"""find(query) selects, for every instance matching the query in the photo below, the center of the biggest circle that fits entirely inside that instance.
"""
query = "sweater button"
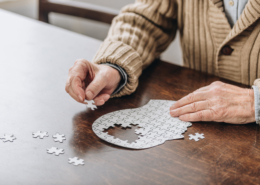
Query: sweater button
(226, 50)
□ □ □ □ □ □ □
_What needs to be done_: Copy every line of the rows above word for word, leaving out the pictures.

_Solution_:
"""find(query) selects, for every instance matching the query in the photo below, the center of the biggest circle that fits entirely inside that instance.
"""
query = "sweater button"
Query: sweater button
(226, 50)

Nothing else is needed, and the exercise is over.